RECORD SET ->
★ ★ ★
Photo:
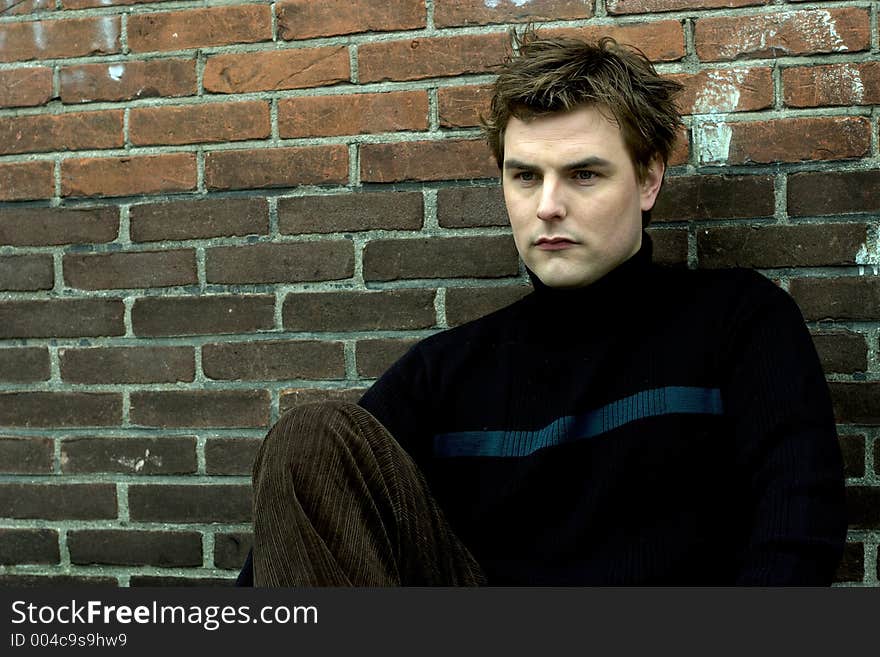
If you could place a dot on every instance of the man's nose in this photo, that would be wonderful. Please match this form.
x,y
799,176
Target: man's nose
x,y
552,204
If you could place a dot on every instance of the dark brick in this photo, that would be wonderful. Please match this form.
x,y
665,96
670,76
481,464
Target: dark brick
x,y
60,409
58,501
863,507
99,271
230,550
464,304
128,547
26,455
200,408
853,450
61,318
293,397
852,566
856,297
811,245
189,503
24,365
231,456
185,220
156,316
29,546
692,198
466,207
841,352
127,364
440,257
856,403
130,455
274,360
351,212
376,356
280,263
31,271
359,311
54,226
834,192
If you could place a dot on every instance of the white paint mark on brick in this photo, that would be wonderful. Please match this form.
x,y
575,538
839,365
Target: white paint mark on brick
x,y
715,143
720,93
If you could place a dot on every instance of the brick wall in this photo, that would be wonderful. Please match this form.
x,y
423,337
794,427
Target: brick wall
x,y
210,212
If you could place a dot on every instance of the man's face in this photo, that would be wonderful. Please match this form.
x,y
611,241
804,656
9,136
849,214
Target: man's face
x,y
574,200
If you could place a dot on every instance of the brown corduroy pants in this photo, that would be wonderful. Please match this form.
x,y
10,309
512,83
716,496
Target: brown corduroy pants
x,y
338,502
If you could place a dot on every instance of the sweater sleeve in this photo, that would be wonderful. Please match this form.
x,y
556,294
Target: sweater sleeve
x,y
787,452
★ ★ ★
AIM -> Copy out the part that opens with the line containing "the man's face" and closes with the last of the rows, requests included. Add 28 to every number in the answer coordinates, but leave the numbers in the requests and their sample points unchanged.

ANSWER TO THIS PROBLEM ->
If you could place a dot on every instance of the man's face in this photo, that would be wonderful. Please match this form.
x,y
611,241
804,656
9,136
849,214
Target: man's face
x,y
602,228
If you could place a dot on every instance of the brown corduroy pants in this photo, that would be wonderful. Please match this form.
x,y
10,309
512,83
716,496
Target: brown corduroy pants
x,y
366,530
If you could place a dot on every instance of the sweater sleeve in this photo, that would be wonderful. Please match this form.
x,y
556,294
Target: sweater sleeve
x,y
815,480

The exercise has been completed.